Copy out the data below, substituting "place a marker" for each occurrence of "drop a point". Keep every other part unchanged.

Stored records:
-=-=-
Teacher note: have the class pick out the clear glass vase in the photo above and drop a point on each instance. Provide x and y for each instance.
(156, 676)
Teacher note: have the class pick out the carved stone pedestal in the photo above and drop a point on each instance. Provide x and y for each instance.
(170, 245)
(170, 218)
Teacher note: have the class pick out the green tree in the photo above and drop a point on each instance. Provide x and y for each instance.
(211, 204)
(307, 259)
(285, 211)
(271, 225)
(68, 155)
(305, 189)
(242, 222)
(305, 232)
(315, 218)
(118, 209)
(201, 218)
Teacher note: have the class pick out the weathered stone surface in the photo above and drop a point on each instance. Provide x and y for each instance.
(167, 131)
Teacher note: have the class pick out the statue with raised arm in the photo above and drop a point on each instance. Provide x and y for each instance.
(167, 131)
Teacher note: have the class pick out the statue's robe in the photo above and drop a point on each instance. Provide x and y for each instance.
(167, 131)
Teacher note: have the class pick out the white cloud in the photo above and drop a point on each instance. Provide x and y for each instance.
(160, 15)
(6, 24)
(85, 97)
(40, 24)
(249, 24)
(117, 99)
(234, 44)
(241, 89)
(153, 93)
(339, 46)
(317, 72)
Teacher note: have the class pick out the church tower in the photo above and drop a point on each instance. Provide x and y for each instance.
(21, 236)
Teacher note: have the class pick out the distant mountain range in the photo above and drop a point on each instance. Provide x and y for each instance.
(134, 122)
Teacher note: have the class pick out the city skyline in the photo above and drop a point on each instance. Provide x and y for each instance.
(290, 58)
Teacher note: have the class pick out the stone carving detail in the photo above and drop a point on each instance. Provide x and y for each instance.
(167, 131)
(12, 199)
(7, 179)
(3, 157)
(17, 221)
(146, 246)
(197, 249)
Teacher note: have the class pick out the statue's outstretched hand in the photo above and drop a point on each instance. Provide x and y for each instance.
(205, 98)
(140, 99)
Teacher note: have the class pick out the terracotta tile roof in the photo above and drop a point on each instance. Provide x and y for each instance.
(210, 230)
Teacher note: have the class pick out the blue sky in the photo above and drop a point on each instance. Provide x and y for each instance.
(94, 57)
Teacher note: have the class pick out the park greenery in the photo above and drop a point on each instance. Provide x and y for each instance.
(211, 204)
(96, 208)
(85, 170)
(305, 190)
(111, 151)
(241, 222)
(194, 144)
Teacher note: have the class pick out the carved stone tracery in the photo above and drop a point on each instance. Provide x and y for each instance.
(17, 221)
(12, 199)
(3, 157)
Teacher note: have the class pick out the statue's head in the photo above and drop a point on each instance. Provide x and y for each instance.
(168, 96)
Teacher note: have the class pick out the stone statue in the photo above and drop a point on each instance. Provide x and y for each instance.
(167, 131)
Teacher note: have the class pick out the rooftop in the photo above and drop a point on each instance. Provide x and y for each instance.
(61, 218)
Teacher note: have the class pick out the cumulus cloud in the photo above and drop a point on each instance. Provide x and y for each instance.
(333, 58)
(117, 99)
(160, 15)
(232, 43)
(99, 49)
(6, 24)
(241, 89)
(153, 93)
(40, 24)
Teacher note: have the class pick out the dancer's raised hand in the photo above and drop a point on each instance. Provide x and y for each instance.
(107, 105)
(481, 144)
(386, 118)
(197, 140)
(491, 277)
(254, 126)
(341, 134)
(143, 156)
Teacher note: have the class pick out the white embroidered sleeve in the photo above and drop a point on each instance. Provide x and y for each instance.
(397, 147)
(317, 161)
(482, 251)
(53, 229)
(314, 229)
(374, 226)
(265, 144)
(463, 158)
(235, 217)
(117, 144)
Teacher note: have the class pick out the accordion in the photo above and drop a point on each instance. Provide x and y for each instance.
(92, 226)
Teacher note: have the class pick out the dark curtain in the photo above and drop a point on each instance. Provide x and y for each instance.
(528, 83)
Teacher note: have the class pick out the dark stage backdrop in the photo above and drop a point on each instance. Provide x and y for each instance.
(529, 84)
-=-=-
◆ Full response:
Teacher note: have the class pick out the clear glass vase in the photo above and place a marker on each instance. Provide x and y for each instance.
(156, 676)
Teacher note: have the class pick out the carved stone pedestal in the photo above and place a marker on each instance. Provide x and y for each instance.
(170, 245)
(170, 218)
Teacher note: have the class pick out the green tree in the photo above and place a marker on each instance. Provide x and y for each instance.
(211, 204)
(307, 259)
(285, 211)
(271, 225)
(68, 155)
(305, 189)
(242, 222)
(305, 232)
(315, 218)
(118, 209)
(201, 218)
Teacher note: have the class pick out the weathered stone surface in the photo above and place a marker on each instance. Provide x and y for each instance.
(167, 131)
Teacher note: have the class pick out the statue with raised arm in the photo above and place a marker on each instance. Provide x and y for each instance.
(167, 131)
Teacher note: have the class pick out the statue's robe in the photo above and place a marker on each instance. Provide x and y for each instance.
(167, 131)
Teacher note: have the class pick out the white cloud in the photo above and place a marker on each instance. Provide x and y for each instance.
(160, 15)
(6, 24)
(85, 97)
(40, 24)
(249, 24)
(117, 99)
(234, 44)
(241, 89)
(153, 93)
(339, 46)
(317, 72)
Teacher note: have the class pick out the church tower in the photo above and place a marker on each instance. Provide x and y for each instance.
(21, 236)
Teacher note: have the class pick out the distant mountain range in the photo above and place a marker on each instance. Provide x and y for each instance.
(134, 122)
Teacher note: have the class pick out the city skyline in the photo above and place a marker on each instance. Provide x and y for each instance.
(290, 58)
Teacher note: have the class pick out the stone carving detail in the photo above and place a marker on each instance. Provide x and y for each instance.
(167, 131)
(12, 199)
(7, 179)
(3, 157)
(17, 221)
(146, 246)
(197, 249)
Teacher note: have the class pick out the statue's outstretched hand in the photo above and place a marker on each instance. Provide x and y for each instance.
(205, 98)
(140, 99)
Teacher note: have the class pick out the terracotta tile roof in the photo above and place a marker on each instance. Provide x and y for each instance.
(210, 230)
Teacher note: have the class pick out the blue sky in the photo above and place a marker on each instance. Provide x and y for each instance.
(94, 57)
Teacher note: have the class pick out the park greenery in the photo above and place a marker on each instance. Provide x and y for each instance.
(211, 204)
(96, 208)
(85, 170)
(305, 190)
(111, 151)
(241, 222)
(194, 144)
Teacher note: have the class pick out the carved stone tracery in the photo above and place a marker on each instance. Provide x and y for each instance.
(17, 221)
(12, 199)
(3, 157)
Teacher note: have the class pick out the statue's head in the photo above and place a marker on each instance. Provide x and y for each instance.
(168, 96)
Teacher note: have the class pick out the stone statue in the photo above and place a marker on each instance. Provide x and y for each instance.
(167, 131)
Teacher note: have the class pick out the rooftop in the photo above and place a marker on each instance. Provide x and y for each instance.
(61, 218)
Teacher note: have the class pick out the cumulus cloud in the photo above and place a marker on each instance. Provide x and y for each instance.
(333, 58)
(117, 99)
(160, 15)
(232, 43)
(99, 49)
(6, 24)
(241, 89)
(153, 93)
(40, 24)
Teacher note: have the class pick out the dancer's raised hand in the photo above and place a marker on each instance. Provide x and y for each instance.
(107, 105)
(481, 144)
(386, 118)
(197, 140)
(491, 277)
(254, 126)
(341, 134)
(143, 156)
Teacher note: have the class pick out the white embroidered sleeve in the photo above and place a marker on each instance. Provide x and y for each instance.
(397, 147)
(317, 161)
(482, 251)
(53, 229)
(314, 229)
(374, 226)
(265, 144)
(463, 158)
(235, 217)
(117, 144)
Teacher note: have the class pick out the accordion in the photo above and place a marker on each instance. Provide x and y for each instance.
(92, 226)
Teacher note: have the class pick out the dark curtain in the photo above and place a marker on each instance. Provide x and y for each instance.
(528, 83)
Teacher note: have the class pick out the dark stage backdrop in the photo above and place a marker on each instance. Provide x and y for each instance.
(529, 84)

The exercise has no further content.